● **WRITTEN REQUEST**: Write out the listing below again, swapping every "simplified polygon" for "rough outline" and keeping everything else the same.

[start SOURCE DATA]

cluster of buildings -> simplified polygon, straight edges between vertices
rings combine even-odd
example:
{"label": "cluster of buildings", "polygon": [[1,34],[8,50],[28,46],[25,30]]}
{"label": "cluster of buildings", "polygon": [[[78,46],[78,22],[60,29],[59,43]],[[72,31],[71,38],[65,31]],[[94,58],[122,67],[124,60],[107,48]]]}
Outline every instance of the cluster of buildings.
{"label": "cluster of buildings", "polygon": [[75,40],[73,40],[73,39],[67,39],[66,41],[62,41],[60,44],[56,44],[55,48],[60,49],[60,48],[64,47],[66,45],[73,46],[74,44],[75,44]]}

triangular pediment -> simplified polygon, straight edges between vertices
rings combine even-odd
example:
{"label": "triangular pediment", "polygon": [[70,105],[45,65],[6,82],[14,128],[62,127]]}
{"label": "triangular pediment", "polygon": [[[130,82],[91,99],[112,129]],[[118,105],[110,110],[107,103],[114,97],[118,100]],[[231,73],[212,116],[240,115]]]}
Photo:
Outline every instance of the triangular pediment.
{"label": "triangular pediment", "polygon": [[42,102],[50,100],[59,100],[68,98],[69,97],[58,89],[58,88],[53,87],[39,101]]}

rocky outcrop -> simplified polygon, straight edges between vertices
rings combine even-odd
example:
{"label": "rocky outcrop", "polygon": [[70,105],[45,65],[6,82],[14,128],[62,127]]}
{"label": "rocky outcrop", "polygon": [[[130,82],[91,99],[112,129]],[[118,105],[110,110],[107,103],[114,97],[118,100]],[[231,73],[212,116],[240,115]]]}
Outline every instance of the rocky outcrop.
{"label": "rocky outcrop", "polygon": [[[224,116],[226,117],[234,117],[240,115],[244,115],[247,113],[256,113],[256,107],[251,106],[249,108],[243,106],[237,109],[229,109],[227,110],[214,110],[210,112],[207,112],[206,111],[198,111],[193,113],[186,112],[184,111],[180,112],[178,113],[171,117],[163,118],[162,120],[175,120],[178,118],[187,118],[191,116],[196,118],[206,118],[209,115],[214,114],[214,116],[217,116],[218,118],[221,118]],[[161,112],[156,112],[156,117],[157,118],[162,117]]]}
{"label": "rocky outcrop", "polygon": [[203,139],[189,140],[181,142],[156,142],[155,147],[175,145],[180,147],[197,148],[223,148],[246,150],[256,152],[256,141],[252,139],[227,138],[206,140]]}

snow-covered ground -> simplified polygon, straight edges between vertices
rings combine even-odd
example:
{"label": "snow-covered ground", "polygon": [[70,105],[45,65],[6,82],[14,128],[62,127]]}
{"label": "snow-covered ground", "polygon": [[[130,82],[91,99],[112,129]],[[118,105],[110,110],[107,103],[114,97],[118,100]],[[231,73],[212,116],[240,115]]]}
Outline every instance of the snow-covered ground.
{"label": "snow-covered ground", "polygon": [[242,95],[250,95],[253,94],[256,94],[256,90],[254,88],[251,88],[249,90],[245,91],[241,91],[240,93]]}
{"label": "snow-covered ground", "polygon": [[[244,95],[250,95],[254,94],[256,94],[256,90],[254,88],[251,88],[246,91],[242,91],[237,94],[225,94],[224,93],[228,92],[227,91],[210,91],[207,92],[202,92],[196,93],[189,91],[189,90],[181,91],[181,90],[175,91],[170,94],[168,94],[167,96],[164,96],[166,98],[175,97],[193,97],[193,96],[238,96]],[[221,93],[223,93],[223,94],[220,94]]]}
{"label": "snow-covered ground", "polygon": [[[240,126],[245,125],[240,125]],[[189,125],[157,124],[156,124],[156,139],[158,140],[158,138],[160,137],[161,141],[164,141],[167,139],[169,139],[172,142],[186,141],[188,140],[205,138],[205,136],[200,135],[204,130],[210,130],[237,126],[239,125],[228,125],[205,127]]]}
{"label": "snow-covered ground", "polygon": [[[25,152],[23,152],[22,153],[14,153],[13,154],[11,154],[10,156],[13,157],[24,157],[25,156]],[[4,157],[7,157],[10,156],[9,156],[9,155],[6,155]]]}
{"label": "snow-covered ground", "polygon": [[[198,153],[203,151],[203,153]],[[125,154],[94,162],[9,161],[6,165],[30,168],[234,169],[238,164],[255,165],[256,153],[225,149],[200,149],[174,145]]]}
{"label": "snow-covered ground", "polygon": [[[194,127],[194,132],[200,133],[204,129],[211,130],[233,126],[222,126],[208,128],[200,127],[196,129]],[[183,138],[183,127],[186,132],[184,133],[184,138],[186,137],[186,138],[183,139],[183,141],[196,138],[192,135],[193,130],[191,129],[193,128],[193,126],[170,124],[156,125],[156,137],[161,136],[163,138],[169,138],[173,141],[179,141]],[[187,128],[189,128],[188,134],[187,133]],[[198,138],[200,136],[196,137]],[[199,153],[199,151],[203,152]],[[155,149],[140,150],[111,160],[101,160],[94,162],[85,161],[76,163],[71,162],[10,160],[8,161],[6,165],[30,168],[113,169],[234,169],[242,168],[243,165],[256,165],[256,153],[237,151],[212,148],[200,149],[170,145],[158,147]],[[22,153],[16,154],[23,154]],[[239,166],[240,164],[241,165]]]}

[end SOURCE DATA]

● **CORRECT OUTPUT**:
cluster of buildings -> rough outline, straight edges between vertices
rings combine even-odd
example:
{"label": "cluster of buildings", "polygon": [[1,34],[8,50],[28,46],[25,30]]}
{"label": "cluster of buildings", "polygon": [[[78,46],[78,22],[60,29],[59,43]],[[72,31],[71,38],[65,31]],[[94,58],[122,67],[124,60],[107,48]]]}
Outline every instance of the cluster of buildings.
{"label": "cluster of buildings", "polygon": [[75,40],[73,40],[73,39],[67,39],[66,41],[62,41],[60,44],[56,44],[55,48],[60,49],[60,48],[64,47],[66,45],[73,46],[74,44],[75,44]]}

triangular pediment -> rough outline, straight edges between vertices
rings combine even-odd
example:
{"label": "triangular pediment", "polygon": [[70,105],[45,65],[6,82],[14,128],[62,127]]}
{"label": "triangular pediment", "polygon": [[[130,82],[91,99],[112,129]],[[118,105],[110,110],[107,103],[114,97],[118,100]],[[231,73],[212,116],[240,115]]]}
Photo:
Outline every instance of the triangular pediment.
{"label": "triangular pediment", "polygon": [[42,102],[50,100],[59,100],[68,98],[69,97],[58,89],[58,88],[53,87],[39,101]]}

rocky outcrop -> rough outline, straight edges between vertices
rings combine even-odd
example:
{"label": "rocky outcrop", "polygon": [[70,105],[45,65],[6,82],[14,128],[62,127]]}
{"label": "rocky outcrop", "polygon": [[[130,82],[91,99],[112,129]],[[118,105],[110,110],[107,103],[114,97],[118,100]],[[231,73],[212,116],[240,115]]]}
Outline every instance of the rocky outcrop.
{"label": "rocky outcrop", "polygon": [[[224,116],[226,117],[234,117],[240,115],[244,115],[247,113],[256,113],[256,107],[251,106],[249,108],[243,106],[237,109],[229,109],[227,110],[214,110],[210,112],[207,112],[206,111],[198,111],[193,113],[186,112],[184,111],[180,112],[178,113],[171,117],[163,118],[162,120],[175,120],[178,118],[187,118],[191,116],[196,118],[206,118],[209,115],[214,114],[214,116],[217,116],[218,118],[221,118]],[[161,112],[156,112],[156,117],[157,118],[162,117]]]}
{"label": "rocky outcrop", "polygon": [[203,139],[189,140],[181,142],[156,142],[155,147],[175,145],[180,147],[197,148],[223,148],[246,150],[256,152],[256,141],[252,139],[227,138],[206,140]]}

snow-covered ground -> rough outline, straight edges between vertices
rings combine even-odd
example:
{"label": "snow-covered ground", "polygon": [[70,105],[45,65],[6,82],[14,128],[62,127]]}
{"label": "snow-covered ground", "polygon": [[[130,82],[91,99],[112,129]],[[118,105],[110,110],[107,103],[114,97],[118,100]],[[231,73],[212,116],[240,115]]]}
Outline every instance of the snow-covered ground.
{"label": "snow-covered ground", "polygon": [[242,95],[250,95],[253,94],[256,94],[256,90],[254,88],[251,88],[249,90],[245,91],[241,91],[240,93]]}
{"label": "snow-covered ground", "polygon": [[[244,95],[250,95],[254,94],[256,94],[256,90],[254,88],[251,88],[246,91],[242,91],[237,94],[225,94],[224,93],[228,92],[227,91],[210,91],[207,92],[202,92],[196,93],[189,91],[189,90],[181,91],[181,90],[175,91],[170,94],[168,94],[167,96],[164,96],[166,98],[175,97],[193,97],[193,96],[238,96]],[[221,93],[223,93],[223,94],[220,94]]]}
{"label": "snow-covered ground", "polygon": [[[240,126],[245,125],[240,125]],[[189,125],[157,124],[156,124],[156,139],[158,140],[158,138],[160,137],[161,141],[164,141],[167,139],[169,139],[172,142],[186,141],[188,140],[205,138],[205,136],[200,135],[204,130],[210,130],[237,126],[239,125],[228,125],[205,127]]]}
{"label": "snow-covered ground", "polygon": [[[25,152],[23,152],[22,153],[14,153],[13,154],[11,154],[10,156],[13,157],[24,157],[25,156]],[[4,157],[7,157],[10,156],[9,156],[9,155],[6,155]]]}
{"label": "snow-covered ground", "polygon": [[[198,153],[203,151],[203,153]],[[125,154],[94,162],[9,161],[6,165],[30,168],[234,169],[238,164],[255,165],[256,153],[225,149],[200,149],[174,145]]]}
{"label": "snow-covered ground", "polygon": [[[194,127],[194,132],[200,133],[204,129],[211,130],[233,126],[222,126],[208,128],[200,127],[196,129]],[[183,138],[183,127],[186,132],[184,133],[184,138],[186,137],[186,138],[183,139],[183,141],[196,138],[192,135],[193,130],[191,129],[193,128],[193,126],[170,124],[156,125],[156,137],[161,136],[163,138],[169,138],[173,141],[179,141]],[[187,128],[189,128],[188,134],[187,133]],[[198,138],[200,136],[196,137]],[[199,153],[199,151],[203,152]],[[155,149],[140,150],[111,160],[101,160],[94,162],[85,161],[76,163],[71,162],[10,160],[8,161],[6,165],[30,168],[113,169],[234,169],[242,168],[243,165],[256,165],[256,153],[237,151],[212,148],[200,149],[170,145],[158,147]],[[22,153],[16,154],[23,154]],[[239,166],[240,164],[241,165]]]}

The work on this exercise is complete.